PROBLEM TO SOLVE.
Lines from the one containing "of the bare" through the end of the data are to be returned exactly, and no others.
________
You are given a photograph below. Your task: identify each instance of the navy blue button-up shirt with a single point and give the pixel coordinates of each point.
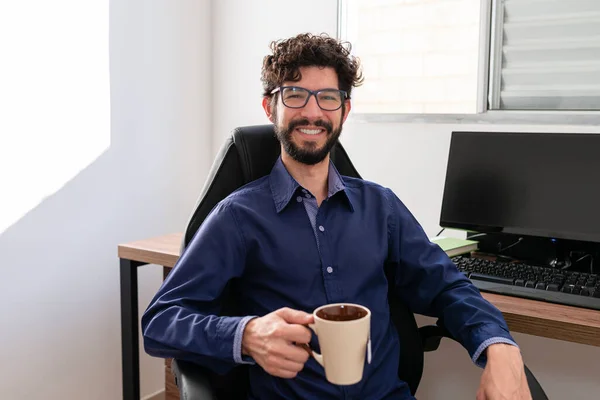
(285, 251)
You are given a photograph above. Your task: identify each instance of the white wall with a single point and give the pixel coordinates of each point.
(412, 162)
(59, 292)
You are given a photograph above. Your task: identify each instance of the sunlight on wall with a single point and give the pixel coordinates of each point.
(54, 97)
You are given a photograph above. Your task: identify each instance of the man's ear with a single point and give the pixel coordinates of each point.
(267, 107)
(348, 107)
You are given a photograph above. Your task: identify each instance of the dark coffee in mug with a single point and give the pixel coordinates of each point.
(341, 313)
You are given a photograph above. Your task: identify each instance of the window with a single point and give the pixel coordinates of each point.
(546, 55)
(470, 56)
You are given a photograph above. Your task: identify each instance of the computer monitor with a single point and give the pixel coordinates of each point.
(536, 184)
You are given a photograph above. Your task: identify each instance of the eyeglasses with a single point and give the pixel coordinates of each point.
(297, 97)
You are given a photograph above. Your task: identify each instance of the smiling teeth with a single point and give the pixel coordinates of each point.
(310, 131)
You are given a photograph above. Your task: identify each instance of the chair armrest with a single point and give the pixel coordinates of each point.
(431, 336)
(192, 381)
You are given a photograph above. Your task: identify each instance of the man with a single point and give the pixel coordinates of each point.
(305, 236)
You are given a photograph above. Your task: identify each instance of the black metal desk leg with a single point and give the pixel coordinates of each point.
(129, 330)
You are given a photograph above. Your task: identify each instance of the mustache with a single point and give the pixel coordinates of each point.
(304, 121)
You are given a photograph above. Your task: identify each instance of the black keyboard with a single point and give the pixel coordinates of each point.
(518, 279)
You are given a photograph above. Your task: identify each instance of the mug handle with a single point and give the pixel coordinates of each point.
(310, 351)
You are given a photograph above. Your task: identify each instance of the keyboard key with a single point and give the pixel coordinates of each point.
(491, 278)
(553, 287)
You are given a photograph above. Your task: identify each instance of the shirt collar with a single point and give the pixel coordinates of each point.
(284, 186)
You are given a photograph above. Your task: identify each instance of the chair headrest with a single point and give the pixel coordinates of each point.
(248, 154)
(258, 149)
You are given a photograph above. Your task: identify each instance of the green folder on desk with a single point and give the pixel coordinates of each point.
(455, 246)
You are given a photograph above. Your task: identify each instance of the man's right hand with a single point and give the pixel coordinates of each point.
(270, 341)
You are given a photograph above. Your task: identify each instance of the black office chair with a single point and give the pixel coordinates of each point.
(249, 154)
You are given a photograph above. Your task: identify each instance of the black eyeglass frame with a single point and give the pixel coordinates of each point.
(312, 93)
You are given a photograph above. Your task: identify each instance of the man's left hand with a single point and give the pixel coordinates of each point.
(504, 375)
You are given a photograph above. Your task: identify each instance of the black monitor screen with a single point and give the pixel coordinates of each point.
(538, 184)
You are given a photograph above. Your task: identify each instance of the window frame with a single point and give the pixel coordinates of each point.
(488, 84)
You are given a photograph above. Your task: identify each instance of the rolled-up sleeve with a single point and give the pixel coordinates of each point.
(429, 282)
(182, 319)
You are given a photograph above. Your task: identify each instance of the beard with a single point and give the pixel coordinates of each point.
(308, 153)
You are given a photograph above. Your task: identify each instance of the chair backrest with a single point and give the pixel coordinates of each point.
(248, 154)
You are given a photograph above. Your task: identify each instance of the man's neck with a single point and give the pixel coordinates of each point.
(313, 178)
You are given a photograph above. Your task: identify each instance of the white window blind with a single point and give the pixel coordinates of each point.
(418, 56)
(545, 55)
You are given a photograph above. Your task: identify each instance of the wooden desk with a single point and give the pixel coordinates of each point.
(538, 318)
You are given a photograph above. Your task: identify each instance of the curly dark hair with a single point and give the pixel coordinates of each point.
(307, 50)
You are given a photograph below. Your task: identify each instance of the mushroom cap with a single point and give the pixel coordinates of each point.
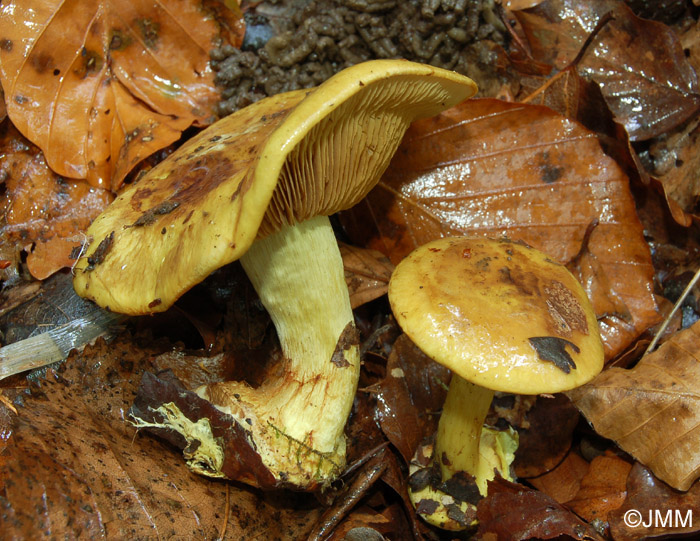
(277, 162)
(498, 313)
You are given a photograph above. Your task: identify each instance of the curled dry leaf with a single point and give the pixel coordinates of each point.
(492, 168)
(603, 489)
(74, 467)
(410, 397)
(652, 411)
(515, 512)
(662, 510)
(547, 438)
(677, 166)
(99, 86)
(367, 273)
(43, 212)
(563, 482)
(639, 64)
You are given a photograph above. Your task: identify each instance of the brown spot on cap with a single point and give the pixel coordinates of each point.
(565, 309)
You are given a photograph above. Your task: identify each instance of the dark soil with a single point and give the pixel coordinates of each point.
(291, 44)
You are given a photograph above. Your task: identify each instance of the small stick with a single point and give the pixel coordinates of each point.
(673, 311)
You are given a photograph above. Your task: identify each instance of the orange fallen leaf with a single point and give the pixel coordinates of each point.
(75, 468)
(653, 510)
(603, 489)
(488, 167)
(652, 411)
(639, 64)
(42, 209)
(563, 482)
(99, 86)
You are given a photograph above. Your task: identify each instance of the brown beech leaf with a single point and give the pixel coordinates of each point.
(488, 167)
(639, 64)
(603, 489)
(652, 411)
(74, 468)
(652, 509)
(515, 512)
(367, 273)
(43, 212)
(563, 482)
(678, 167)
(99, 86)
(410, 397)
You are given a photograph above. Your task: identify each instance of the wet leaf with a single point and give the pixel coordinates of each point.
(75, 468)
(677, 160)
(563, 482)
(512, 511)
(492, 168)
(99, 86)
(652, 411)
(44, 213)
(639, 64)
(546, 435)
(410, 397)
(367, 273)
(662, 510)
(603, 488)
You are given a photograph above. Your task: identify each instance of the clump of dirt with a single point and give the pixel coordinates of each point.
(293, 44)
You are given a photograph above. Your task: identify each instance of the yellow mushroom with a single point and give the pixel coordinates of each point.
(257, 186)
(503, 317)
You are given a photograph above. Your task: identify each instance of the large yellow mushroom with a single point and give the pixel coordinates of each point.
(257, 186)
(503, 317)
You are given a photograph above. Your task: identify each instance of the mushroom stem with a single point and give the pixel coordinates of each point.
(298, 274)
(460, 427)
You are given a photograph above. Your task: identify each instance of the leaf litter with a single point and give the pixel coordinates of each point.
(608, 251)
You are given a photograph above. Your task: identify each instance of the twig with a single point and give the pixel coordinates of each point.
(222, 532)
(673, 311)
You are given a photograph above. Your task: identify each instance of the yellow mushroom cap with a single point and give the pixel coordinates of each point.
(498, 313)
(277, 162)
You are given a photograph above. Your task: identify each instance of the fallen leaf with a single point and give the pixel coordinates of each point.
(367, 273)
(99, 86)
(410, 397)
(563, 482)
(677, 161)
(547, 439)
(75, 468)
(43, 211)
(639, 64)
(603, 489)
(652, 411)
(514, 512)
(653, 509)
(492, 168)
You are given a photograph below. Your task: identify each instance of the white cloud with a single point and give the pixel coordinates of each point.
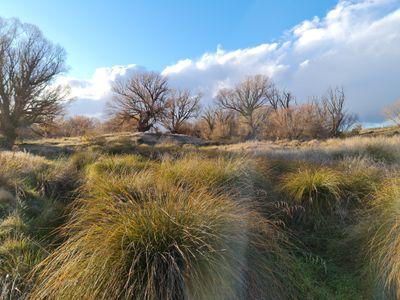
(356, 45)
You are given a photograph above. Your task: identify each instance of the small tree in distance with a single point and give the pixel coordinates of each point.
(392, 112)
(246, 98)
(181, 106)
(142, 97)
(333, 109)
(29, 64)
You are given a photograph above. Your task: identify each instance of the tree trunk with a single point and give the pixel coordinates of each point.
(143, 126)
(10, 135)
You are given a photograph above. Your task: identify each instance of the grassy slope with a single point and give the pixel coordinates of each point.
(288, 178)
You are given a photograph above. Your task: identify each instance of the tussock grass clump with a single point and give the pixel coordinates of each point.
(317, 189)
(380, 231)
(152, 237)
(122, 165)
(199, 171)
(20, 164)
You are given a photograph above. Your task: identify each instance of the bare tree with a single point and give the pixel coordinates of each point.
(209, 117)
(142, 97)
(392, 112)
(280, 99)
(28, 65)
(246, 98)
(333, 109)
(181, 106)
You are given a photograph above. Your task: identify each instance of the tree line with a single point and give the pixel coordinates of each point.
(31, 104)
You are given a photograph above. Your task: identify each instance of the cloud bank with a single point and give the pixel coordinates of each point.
________
CORRECT OUTPUT.
You are given a photograph above. Your task: identify each instance of the bare tree with a single point and give the pixel coordinates of each point.
(209, 117)
(142, 97)
(392, 112)
(280, 99)
(28, 65)
(246, 98)
(333, 109)
(181, 106)
You are given a photograph above. Your task: identify each instance of the tree line with a single point and give the pixel coordinates of each point.
(31, 104)
You are given a photograph above. Your task: identify each instance of the cloud bank with a single point and give the pixel coordinates of each point.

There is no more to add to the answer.